What should be in an individual medical kit (small enough to wear on belt). What should be the goal? I assume a single GSW.

A medical kit for the car? (bigger than individual, smaller than a pack.)

A family medical kit. (3-6 months off the grid? Does not have to be portable, can include individual medical kits based on each member's needs and ability)

A team/platoon medic bag (medium backpack size, must be carried in addition to personal gear, so pay attention to weight.

A SHTF Patrol base infirmary? This is the dream setup. But assume no electricity.
This is probably an iterative process but I'll take a whack at it... note that recommendations assume you can handle the equipment. If you can't, then pack something more useful, like gauze/pads.

What should be in an individual medical kit (small enough to wear on belt). What should be the goal? I assume a single GSW.
Trauma shears, oral airway, nasal trumpet, tourniquet, tape, 11 blade scalpel, 2 16G angiocaths with stopcocks, gloves, 2 tylenol, 1 oz betadine, fill rest of space with dressing materials. Have never used quickclot but might be considered.

A medical kit for the car? (bigger than individual, smaller than a pack.)
Above plus trauma manual, lots of gloves/protective gear, hard collar, suture and instrument kit, various OTC drugs (tylenol, aspirin, ibuprofen, benadryl at a minimum), 2 thin blankets, stethoscope.

A family medical kit. (3-6 months off the grid? Does not have to be portable, can include individual medical kits based on each member's needs and ability)

**What you will do:**
a: Rewrite the paragraph in the medical kit text that begins "Trauma shears, oral airway" as a bulleted list, keeping its main facts.
b: Write a continuation of the medical kit text that picks up after its last sentence.
The lines after this text come from a separate source.

**Entries supplied:**
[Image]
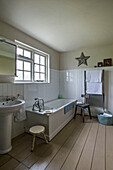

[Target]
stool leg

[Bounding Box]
[82,109,84,123]
[43,132,48,143]
[31,135,35,152]
[88,106,92,119]
[74,105,77,119]
[81,108,82,116]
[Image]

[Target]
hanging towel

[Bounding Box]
[86,82,102,95]
[14,105,26,122]
[86,70,102,83]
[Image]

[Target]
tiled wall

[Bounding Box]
[0,69,59,137]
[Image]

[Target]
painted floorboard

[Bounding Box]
[91,124,105,170]
[76,123,98,170]
[106,126,113,170]
[61,123,92,170]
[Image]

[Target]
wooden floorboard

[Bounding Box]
[106,126,113,170]
[28,116,80,170]
[91,124,105,170]
[0,116,113,170]
[76,123,98,170]
[61,123,92,170]
[46,119,84,170]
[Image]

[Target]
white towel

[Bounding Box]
[14,105,26,122]
[86,70,102,83]
[86,82,102,95]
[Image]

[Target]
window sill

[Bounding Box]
[14,81,50,84]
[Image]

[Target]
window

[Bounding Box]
[15,43,49,83]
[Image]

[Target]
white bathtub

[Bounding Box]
[25,99,76,141]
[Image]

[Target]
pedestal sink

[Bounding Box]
[0,100,25,154]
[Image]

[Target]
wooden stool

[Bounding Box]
[74,104,92,122]
[29,125,48,151]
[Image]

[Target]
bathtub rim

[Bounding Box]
[25,98,77,116]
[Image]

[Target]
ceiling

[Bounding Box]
[0,0,113,52]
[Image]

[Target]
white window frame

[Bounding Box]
[15,40,50,83]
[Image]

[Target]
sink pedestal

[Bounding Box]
[0,113,13,154]
[0,99,25,154]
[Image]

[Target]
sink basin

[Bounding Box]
[0,100,25,116]
[0,100,25,154]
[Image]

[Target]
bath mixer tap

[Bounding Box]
[32,98,44,112]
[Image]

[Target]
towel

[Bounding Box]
[14,105,26,122]
[86,70,102,83]
[86,82,102,95]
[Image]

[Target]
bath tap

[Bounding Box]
[32,98,44,112]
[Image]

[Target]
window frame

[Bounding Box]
[15,40,50,83]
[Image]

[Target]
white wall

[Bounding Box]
[60,67,113,116]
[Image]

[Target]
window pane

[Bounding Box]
[40,74,45,80]
[34,54,39,64]
[34,64,39,72]
[17,48,23,56]
[17,60,23,70]
[24,72,31,80]
[24,61,31,71]
[34,73,40,81]
[16,71,23,80]
[40,66,45,73]
[40,56,45,65]
[24,50,31,58]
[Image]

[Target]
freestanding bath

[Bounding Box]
[25,99,76,141]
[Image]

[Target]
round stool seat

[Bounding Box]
[29,125,45,134]
[29,125,48,151]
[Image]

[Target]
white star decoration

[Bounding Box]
[75,52,90,66]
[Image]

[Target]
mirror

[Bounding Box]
[0,39,16,76]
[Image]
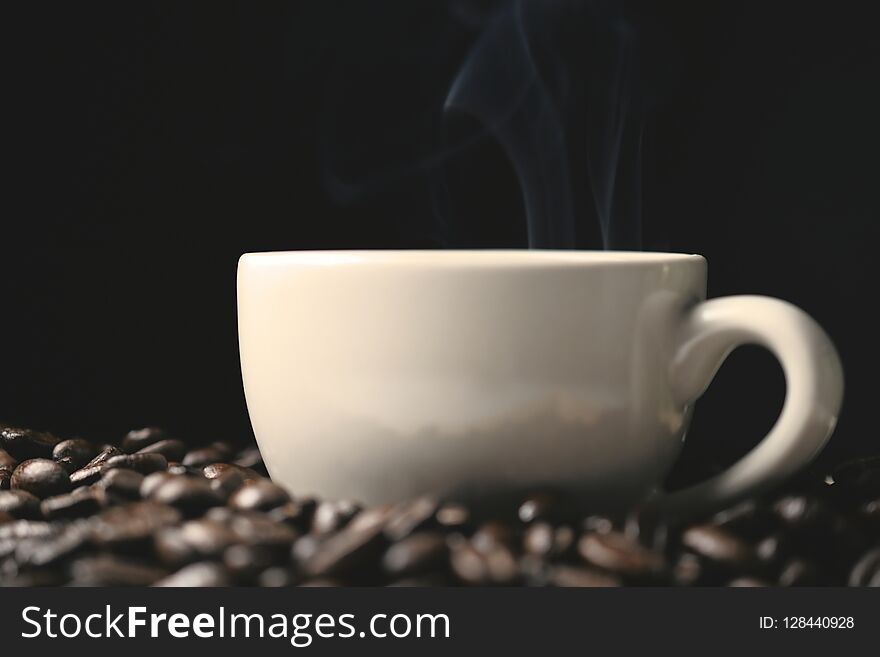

**Answers:**
a:
- Trauma shears
- Oral airway
- Nasal trumpet
- Tourniquet
- Tape
- 11 blade scalpel
- 2 16G angiocaths with stopcocks
- Gloves
- 2 tylenol
- 1 oz betadine
- Dressing materials to fill the remaining space
- Possibly quickclot (the writer has never used it)

b:
This would be huge and likely stored in several large Tupperware containers and/or tool or tackle boxes. Subtract anything I mention that you can't use and replace it with bulk gauze, gloves, ammo, something you can actually use. I use one large Tupperware that is about 2' x 3' x 1.5' for bulk disposables (gloves, gauze, saline, etc) and a lockable red plastic tool box for drugs and instruments- I would also keep 2 headlights with plenty of batteries. You need large quantities of betadine, isopropyl alcohol (with 2 spray bottles for application), gauze, tubing, fracture stabilization supplies, IVs, sterile drapes, sterile instrument trays, chest tubes of various sizes with pleurevac chambers if possible, foley catheters and non-refrigerated drugs. If they require refrigeration and have a long shelf life you may be able to store them in a nearby creek bed, underground, etc depending on conditions (probably not in AZ). If it has a short shelf life, don't bother. Type 2 diabetics: lose weight now.

If you know someone who will prescribe drugs to you for future SHTF use (good luck) then I would focus on the following: Cipro, Levaquin, Bactrim, Augmentin, Penicillin, Flagyl, Keflex, Diflucan (supps and pills). You need to know what infections to use these for but MD "pharmacopeia" reference pocketbooks can help. You also need a reference for safety in pregnancy and breastfeeding, many of those pocketbooks have that data. Would also get some other basic meds: benzodiazepines and narcotics, metoprolol, isosorbide mono- or dinitrate, laxatives, ondansetron, Imodium.

A team/platoon medic bag (medium backpack size, must be carried in addition to personal gear, so pay attention to weight.
Car set plus isotonic and hypertonic saline, more IVs, protective gear, tubing, compression bags, pressure cuff, oral and rectal thermometers, shitload of gauze and tourniquets. Need to multiply number of items in car set to treat more squad members simultaneously.

A SHTF Patrol base infirmary? This is the dream setup. But assume no electricity.
Family kit in multiples to handle mass trauma, basically. Would also include items for OB/GYN (specula, infant care items) and more comprehensive reference materials. If you had solar power then you could probably get some basic monitoring equipment or an AED to round things out.


I also note that there are many, many errors in the preceding posts. Thankfully, we have already addressed the most egregious one in another post.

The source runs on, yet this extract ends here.